List of tasks:
#1 Copy the library guide word for word from "# 3. Generate" to "save it back.".
#2 Answer these questions about the library guide:
(a) Which keyword argument is passed to openpyxl.load_workbook along with "report.xlsx"?
(b) In the conversion from a Pandas DataFrame to Markdown, which call turns all the data into strings before the Table is built?
(c) In the programmatic editing example, what price and quantity are given for Banana?

Text section:
With 2-Row Hierarchical Headers

# Parent row: "Info\t\tMetrics\t"
# Child row:  "Name\tID\tScore\tRank"
tsv = "Info\t\tMetrics\t\nName\tID\tScore\tRank\nAlice\t001\t95\t1"
table = parse_excel(tsv, ExcelParsingSchema(header_rows=2))
# Headers: ["Info - Name", "Info - ID", "Metrics - Score", "Metrics - Rank"]

Excel (.xlsx) → Markdown (with openpyxl)

If you have openpyxl installed, you can pass Worksheets directly.

# pip install openpyxl  # User-managed dependency
import openpyxl
from md_spreadsheet_parser import parse_excel, ExcelParsingSchema

wb = openpyxl.load_workbook("report.xlsx", data_only=True)
ws = wb["SalesData"]  # Select sheet by name

table = parse_excel(ws, ExcelParsingSchema(header_rows=2))
print(table.to_markdown())

5. Pandas Integration

This library acts as a bridge between Markdown and Data Science tools.

Markdown -> Pandas DataFrame

Convert parsed tables directly to a list of dictionaries, which Pandas can ingest.

import pandas as pd
from md_spreadsheet_parser import scan_tables_from_file

tables = scan_tables_from_file("data.md")
df = pd.DataFrame(tables[0].to_models(dict))

print(df)
#   ID   Name
# 0  1  Alice
# 1  2    Bob

Pandas DataFrame -> Markdown

Convert a Pandas DataFrame into a Table object to generate Markdown.

import pandas as pd
from md_spreadsheet_parser import Table

# 1. Setup your DataFrame
df = pd.DataFrame({
    "ID": [1, 2],
    "Name": ["Alice", "Bob"]
})

# 2. Convert to Table
# Ensure all data is stringified for the parser
headers = df.columns.tolist()
rows = df.astype(str).values.tolist()

table = Table(headers=headers, rows=rows)

# 3. Generate Markdown
print(table.to_markdown())
# | ID | Name |
# | --- | --- |
# | 1 | Alice |
# | 2 | Bob |

6. Programmatic Editing (Excel-like)

You can load a table, modify values based on logic (e.g., formulas), and save it back.

from md_spreadsheet_parser import parse_table

markdown = """
| Item | Price | Qty | Total |
|---|---|---|---|
| Apple | 100 | 2 | |
| Banana | 50 | 3 | |
"""

table = parse_table(markdown)

# Update "Total" column
# 1. basic string parsing (or use to_models for type safety)
new_rows = []
for row in table.rows:
    price = int(row[1])
    qty = int(row[2])
    total = price * qty

    # Create new row with updated total
    new_rows.append([row[0], row[1], row[2], str(total)])

# 2. Create new table with updates
updated_table = Table(headers=table.headers, rows=new_rows)
print(updated_table.to_markdown())

7. Formatting & Linting

Read a messy, misaligned Markdown table and output it perfectly formatted.

from md_spreadsheet_parser import parse_table

# Messy input
messy_markdown = """
|Name|Age|
|---|---|
|Alice|30|
|Bob|25|
"""

table = parse_table(messy_markdown)

# Output clean Markdown
print(table.to_markdown())

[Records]
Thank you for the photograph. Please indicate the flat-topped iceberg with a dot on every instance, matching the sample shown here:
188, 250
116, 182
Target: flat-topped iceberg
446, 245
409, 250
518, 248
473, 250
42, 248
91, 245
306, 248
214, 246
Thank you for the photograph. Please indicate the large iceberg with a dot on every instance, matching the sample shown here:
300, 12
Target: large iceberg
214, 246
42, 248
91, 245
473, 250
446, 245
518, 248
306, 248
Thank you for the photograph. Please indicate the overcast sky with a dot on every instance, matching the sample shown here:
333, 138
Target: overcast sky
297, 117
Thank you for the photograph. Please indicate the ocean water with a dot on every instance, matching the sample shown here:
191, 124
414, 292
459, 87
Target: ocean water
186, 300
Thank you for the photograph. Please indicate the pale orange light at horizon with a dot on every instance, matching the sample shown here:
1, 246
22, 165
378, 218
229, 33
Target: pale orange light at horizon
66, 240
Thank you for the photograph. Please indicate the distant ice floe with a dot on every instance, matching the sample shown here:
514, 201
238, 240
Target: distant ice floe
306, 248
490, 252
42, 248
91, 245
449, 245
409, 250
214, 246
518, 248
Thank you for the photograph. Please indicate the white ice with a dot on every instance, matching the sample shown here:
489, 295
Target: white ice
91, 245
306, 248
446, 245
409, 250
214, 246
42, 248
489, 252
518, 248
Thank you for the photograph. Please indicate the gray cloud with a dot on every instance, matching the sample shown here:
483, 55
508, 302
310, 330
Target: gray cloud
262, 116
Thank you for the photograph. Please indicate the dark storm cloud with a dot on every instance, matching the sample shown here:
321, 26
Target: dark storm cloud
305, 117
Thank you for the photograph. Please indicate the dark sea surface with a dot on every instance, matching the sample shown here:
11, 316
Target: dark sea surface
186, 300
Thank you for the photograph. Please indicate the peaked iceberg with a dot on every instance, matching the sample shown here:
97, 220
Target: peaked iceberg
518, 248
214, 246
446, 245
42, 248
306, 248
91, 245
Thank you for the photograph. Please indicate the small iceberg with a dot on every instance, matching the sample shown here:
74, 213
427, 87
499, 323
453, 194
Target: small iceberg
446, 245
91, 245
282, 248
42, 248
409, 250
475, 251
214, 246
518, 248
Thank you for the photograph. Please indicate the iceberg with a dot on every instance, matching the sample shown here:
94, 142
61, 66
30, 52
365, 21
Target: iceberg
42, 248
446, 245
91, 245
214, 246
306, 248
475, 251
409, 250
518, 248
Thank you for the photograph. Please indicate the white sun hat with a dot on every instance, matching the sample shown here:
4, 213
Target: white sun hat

Responses to the exercise:
#1
# 3. Generate Markdown
print(table.to_markdown())
# | ID | Name |
# | --- | --- |
# | 1 | Alice |
# | 2 | Bob |

6. Programmatic Editing (Excel-like)

You can load a table, modify values based on logic (e.g., formulas), and save it back.

#2
(a) data_only=True
(b) df.astype(str)
(c) A price of 50 and a quantity of 3.